(Records from a data source)
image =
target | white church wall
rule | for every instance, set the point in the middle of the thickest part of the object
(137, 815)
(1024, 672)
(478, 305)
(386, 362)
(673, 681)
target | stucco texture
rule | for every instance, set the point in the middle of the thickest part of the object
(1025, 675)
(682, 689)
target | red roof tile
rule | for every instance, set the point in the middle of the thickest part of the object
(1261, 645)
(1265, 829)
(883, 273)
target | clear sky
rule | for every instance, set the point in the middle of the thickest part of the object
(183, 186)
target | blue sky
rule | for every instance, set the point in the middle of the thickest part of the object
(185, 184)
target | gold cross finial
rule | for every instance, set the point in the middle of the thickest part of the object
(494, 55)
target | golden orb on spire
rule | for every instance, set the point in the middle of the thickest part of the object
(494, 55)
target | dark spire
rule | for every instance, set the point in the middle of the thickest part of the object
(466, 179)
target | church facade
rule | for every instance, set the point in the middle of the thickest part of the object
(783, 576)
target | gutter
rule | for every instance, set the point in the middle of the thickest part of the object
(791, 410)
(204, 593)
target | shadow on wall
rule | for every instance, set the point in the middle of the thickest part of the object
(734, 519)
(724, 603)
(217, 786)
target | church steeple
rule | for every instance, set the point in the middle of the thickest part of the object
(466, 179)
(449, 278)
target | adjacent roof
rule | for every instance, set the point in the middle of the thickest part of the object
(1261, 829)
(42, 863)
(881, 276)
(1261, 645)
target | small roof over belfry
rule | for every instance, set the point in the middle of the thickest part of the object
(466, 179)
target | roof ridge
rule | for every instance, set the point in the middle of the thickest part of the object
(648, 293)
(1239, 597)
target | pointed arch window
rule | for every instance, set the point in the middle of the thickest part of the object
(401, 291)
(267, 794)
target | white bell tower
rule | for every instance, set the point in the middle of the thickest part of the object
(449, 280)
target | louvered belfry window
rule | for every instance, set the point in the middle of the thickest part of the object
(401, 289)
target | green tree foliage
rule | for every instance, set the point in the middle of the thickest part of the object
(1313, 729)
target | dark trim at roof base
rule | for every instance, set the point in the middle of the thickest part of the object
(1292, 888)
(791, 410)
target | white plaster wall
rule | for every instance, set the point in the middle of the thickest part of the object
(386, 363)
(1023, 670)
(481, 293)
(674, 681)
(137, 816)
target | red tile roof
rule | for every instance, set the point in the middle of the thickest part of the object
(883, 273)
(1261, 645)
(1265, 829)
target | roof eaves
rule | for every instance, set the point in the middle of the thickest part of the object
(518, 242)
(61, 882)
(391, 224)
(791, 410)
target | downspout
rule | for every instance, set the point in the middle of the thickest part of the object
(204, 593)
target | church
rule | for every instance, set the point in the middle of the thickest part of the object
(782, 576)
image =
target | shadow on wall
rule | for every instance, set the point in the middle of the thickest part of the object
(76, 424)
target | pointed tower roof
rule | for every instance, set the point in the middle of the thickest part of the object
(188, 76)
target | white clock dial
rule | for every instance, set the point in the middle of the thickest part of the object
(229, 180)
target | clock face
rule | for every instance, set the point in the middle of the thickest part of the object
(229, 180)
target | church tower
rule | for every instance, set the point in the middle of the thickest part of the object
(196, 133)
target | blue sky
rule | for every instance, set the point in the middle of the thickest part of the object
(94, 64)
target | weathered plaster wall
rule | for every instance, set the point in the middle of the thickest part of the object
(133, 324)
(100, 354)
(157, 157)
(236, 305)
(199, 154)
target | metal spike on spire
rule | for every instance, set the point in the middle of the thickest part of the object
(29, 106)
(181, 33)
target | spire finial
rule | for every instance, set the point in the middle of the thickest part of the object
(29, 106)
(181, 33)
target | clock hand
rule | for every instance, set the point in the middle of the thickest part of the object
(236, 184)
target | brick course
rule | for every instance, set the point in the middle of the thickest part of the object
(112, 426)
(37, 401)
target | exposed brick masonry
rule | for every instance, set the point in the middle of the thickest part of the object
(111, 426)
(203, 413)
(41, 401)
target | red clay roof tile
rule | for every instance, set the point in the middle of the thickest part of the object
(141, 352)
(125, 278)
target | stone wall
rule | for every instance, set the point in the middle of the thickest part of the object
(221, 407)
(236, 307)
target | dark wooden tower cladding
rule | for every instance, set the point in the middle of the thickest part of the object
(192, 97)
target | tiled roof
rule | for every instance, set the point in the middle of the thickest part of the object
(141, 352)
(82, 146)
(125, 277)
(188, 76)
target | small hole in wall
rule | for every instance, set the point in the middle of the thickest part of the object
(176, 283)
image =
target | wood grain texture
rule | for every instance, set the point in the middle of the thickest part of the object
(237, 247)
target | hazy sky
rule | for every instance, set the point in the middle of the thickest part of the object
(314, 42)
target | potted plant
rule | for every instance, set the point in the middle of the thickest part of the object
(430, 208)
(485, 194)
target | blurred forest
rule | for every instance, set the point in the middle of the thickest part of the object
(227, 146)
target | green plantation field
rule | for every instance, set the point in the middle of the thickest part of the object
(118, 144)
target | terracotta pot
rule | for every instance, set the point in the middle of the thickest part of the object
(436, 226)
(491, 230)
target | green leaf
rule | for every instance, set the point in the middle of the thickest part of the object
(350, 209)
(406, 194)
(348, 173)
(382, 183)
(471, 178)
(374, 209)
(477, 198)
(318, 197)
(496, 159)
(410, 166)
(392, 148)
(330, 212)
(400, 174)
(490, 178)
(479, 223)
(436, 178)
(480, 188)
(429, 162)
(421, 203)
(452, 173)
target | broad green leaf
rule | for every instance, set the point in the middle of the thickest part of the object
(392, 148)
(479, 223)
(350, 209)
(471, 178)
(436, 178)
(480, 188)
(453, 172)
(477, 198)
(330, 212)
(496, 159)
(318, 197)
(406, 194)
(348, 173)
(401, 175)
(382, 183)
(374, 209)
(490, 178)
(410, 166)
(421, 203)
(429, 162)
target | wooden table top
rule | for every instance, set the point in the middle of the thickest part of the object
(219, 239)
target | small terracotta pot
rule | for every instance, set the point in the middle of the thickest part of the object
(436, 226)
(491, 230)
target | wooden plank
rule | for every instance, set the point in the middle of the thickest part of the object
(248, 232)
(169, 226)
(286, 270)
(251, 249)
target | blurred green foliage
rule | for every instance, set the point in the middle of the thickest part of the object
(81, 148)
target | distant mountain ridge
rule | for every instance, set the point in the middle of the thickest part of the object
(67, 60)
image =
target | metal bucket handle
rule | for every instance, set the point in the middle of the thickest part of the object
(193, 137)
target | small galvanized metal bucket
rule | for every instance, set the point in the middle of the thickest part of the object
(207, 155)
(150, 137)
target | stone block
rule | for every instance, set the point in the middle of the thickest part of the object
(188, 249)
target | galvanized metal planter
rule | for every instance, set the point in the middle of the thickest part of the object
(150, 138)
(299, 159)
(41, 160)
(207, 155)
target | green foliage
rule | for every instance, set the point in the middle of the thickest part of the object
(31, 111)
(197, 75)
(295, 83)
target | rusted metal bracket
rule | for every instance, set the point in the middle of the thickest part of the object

GIVEN TASK:
Convert the records above into a numbered list, one item per line, omitting any blank lines.

CORRECT ANSWER:
1. image =
2. target | white church wall
3. rule | for every instance, set the point in the middle of the thickest part of the object
4. (137, 815)
5. (1024, 672)
6. (478, 305)
7. (386, 362)
8. (673, 681)
9. target | stucco texture
10. rule | for every instance, set the point in the middle of the thickest part of the object
11. (1025, 675)
12. (682, 689)
13. target | red roof tile
14. rule | for every instance, set the point in the middle of the thickest part of the object
15. (1261, 645)
16. (1265, 829)
17. (883, 273)
18. target | clear sky
19. rule | for every instance, set the point in the middle of the thickest part of the object
20. (183, 186)
21. target | blue sky
22. rule | for every instance, set the point in the middle of the thickest part of the object
23. (185, 184)
24. target | gold cross finial
25. rule | for every instance, set the point in the middle of the thickest part of the object
26. (494, 55)
27. target | golden orb on spire
28. rule | for every instance, set the point in the middle of the thickest part of the object
29. (494, 55)
30. target | dark spire
31. rule | for every instance, set the point in the middle of the thickest part of the object
32. (466, 179)
33. target | church facade
34. rule | for every instance, set the point in the middle of the thickest part of the object
35. (783, 576)
36. target | gutter
37. rule | for every instance, set the point in the middle of the thickest part of the object
38. (791, 410)
39. (204, 593)
40. target | shadow on wall
41. rule | for every instance, set the point in the middle of the thickest part of the object
42. (734, 519)
43. (724, 603)
44. (217, 786)
45. target | church steeple
46. rule | for every instance, set the point in the middle of the thickest part of the object
47. (466, 179)
48. (449, 278)
49. target | adjacent roof
50. rule | for every instance, set the point in the middle of the thickest part of the object
51. (1261, 829)
52. (42, 863)
53. (881, 276)
54. (1261, 645)
55. target | small roof over belfry
56. rule | for every instance, set the point in the middle of the thickest part of the object
57. (466, 179)
58. target | roof ridge
59. rule | for every instance, set the point in the middle of the thickest part of the object
60. (648, 293)
61. (1239, 597)
62. target | pointed arch window
63. rule | for every instance, set the point in the middle of the thickest part of the object
64. (401, 291)
65. (267, 794)
66. target | white bell tower
67. rule | for every instance, set the point in the middle of the thickest part of the object
68. (449, 280)
69. target | louvered belfry window
70. rule | for every instance, set the point in the middle of the thickest part of the object
71. (401, 289)
72. target | green tree foliage
73. rule | for every instance, set the point in the middle of the thickest part of the object
74. (1313, 729)
75. target | dark trim at roof base
76. rule | for every instance, set the point in the middle of the thickest part of the object
77. (1292, 888)
78. (791, 410)
79. target | white plaster wall
80. rule | for every instance, set the point in the middle of the thickest part of the object
81. (386, 363)
82. (1023, 670)
83. (481, 293)
84. (674, 681)
85. (137, 816)
86. target | red tile roof
87. rule | for every instance, set the point in the middle of the thickest part of the object
88. (883, 273)
89. (1261, 645)
90. (1265, 829)
91. target | roof eaves
92. rule | for every instance, set the point in the middle of the thickest part of the object
93. (518, 242)
94. (61, 882)
95. (391, 224)
96. (791, 410)
97. target | downspout
98. rule | for every instance, set the point in the middle of the thickest part of the object
99. (204, 593)
100. target | church
101. rule | for every instance, set the point in the middle of the thickest part of the object
102. (782, 576)
103. image =
104. target | shadow on wall
105. rule | for every instance, set the point in the middle of the thickest part of the object
106. (76, 424)
107. target | pointed tower roof
108. rule | for every instance, set the point in the middle of the thickest part of the object
109. (188, 76)
110. target | white clock dial
111. rule | for every instance, set the point in the middle of the thickest part of the object
112. (229, 180)
113. target | clock face
114. rule | for every instance, set the point in the middle of the thickest part of the object
115. (229, 180)
116. target | church tower
117. rule | for every instance, set the point in the middle of the thickest part of the object
118. (196, 133)
119. target | blue sky
120. rule | for every instance, set the point in the middle of the thickest part of the object
121. (94, 64)
122. target | weathered plaster wall
123. rule | for every instance, set the point in the middle of the thickest part of the object
124. (133, 324)
125. (100, 354)
126. (157, 157)
127. (236, 305)
128. (199, 154)
129. target | metal spike on spire
130. rule | for every instance, set the point in the middle of the thickest part of the object
131. (29, 106)
132. (181, 33)
133. target | spire finial
134. rule | for every instance, set the point in the middle of the thickest part of the object
135. (29, 106)
136. (181, 33)
137. target | clock hand
138. rule | for every instance, set the point in the middle of the thickest part of the object
139. (236, 184)
140. target | brick course
141. rule | for every instance, set the point in the middle of the thickest part of the object
142. (112, 426)
143. (37, 401)
144. target | exposed brick masonry
145. rule | for every instance, set the point in the middle of the thickest part of the object
146. (111, 426)
147. (203, 413)
148. (41, 401)
149. target | red clay roof tile
150. rule | for every instance, set the point in the middle of the thickest part of the object
151. (141, 352)
152. (125, 278)
153. target | stone wall
154. rule | for every instance, set the point in the middle of the thickest part of the object
155. (221, 407)
156. (236, 307)
157. target | dark wooden tower cladding
158. rule | for every instance, set the point in the middle of the thickest part of the object
159. (192, 97)
160. target | tiled roof
161. rule | for every instance, set the point in the middle of the thickest part of the object
162. (141, 352)
163. (82, 146)
164. (125, 277)
165. (188, 76)
166. target | small hole in wall
167. rule | for every instance, set the point in the middle of the thickest part of the object
168. (176, 283)
169. image =
170. target | wood grain texture
171. rule | for every instance, set the point in the middle of the thickest part of the object
172. (237, 247)
173. target | hazy sky
174. rule | for every instance, set the point in the middle of the thickest part of the object
175. (314, 42)
176. target | potted plant
177. rule | for every instance, set the point in the middle of the thickest part of the object
178. (430, 208)
179. (485, 194)
180. target | blurred forest
181. rule | for every instance, set the point in the middle of the thickest part of the object
182. (227, 146)
183. target | green plantation field
184. rule | for every instance, set the point in the middle of the thickest part of the object
185. (118, 144)
186. target | terracotta pot
187. rule | for every instance, set the point in the middle of the thickest part of the object
188. (436, 226)
189. (491, 230)
190. target | green leaf
191. rule | for every instance, set the point in the middle of the thickest part of the object
192. (350, 209)
193. (406, 194)
194. (348, 173)
195. (382, 183)
196. (471, 178)
197. (374, 209)
198. (477, 198)
199. (318, 197)
200. (496, 159)
201. (410, 166)
202. (392, 148)
203. (330, 212)
204. (400, 174)
205. (490, 178)
206. (479, 223)
207. (436, 178)
208. (480, 188)
209. (429, 162)
210. (421, 203)
211. (452, 173)
212. target | broad green leaf
213. rule | for every instance, set the point in the middle of the thickest part of the object
214. (392, 148)
215. (479, 223)
216. (350, 209)
217. (471, 178)
218. (436, 178)
219. (480, 188)
220. (453, 172)
221. (477, 198)
222. (330, 212)
223. (496, 159)
224. (318, 197)
225. (406, 194)
226. (348, 173)
227. (401, 175)
228. (382, 183)
229. (374, 209)
230. (490, 178)
231. (410, 166)
232. (421, 203)
233. (429, 162)
234. target | wooden table top
235. rule | for every instance, set the point in the middle of the thickest part of the object
236. (219, 239)
237. target | small terracotta pot
238. rule | for every instance, set the point in the middle of the thickest part of the object
239. (436, 226)
240. (491, 230)
241. target | wooden plank
242. rule | for every instance, set the point in the middle of the thickest part of the object
243. (248, 232)
244. (169, 226)
245. (286, 270)
246. (251, 249)
247. target | blurred green foliage
248. rule | for every instance, set the point in the middle of the thickest part of the object
249. (81, 148)
250. target | distant mountain ridge
251. rule | for every instance, set the point in the middle of the thickest part of the object
252. (67, 60)
253. image =
254. target | metal bucket handle
255. rule | for every instance, set the point in the middle of the thickest part of the object
256. (193, 137)
257. target | small galvanized metal bucket
258. rule | for every instance, set the point in the middle of the thickest part of the object
259. (207, 155)
260. (150, 137)
261. target | stone block
262. rule | for every instance, set the point in the middle of the thickest part of the object
263. (188, 249)
264. target | galvanized metal planter
265. rule | for every instance, set the point in the middle of the thickest part of the object
266. (150, 138)
267. (299, 159)
268. (41, 160)
269. (207, 155)
270. target | green foliage
271. rule | for every instance, set the point in the middle of the thickest part of the object
272. (31, 111)
273. (197, 75)
274. (295, 83)
275. target | rusted metal bracket
276. rule | for every instance, set the point in the middle of the thickest part of the object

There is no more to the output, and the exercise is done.